- [Work instructions]: Identify all lines of the data containing the string "stone" and copy them.

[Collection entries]
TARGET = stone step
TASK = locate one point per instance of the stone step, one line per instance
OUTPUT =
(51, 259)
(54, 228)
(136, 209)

- [Problem solution]:
TARGET = stone step
TASK = locate one point per instance of the stone step, one line per instance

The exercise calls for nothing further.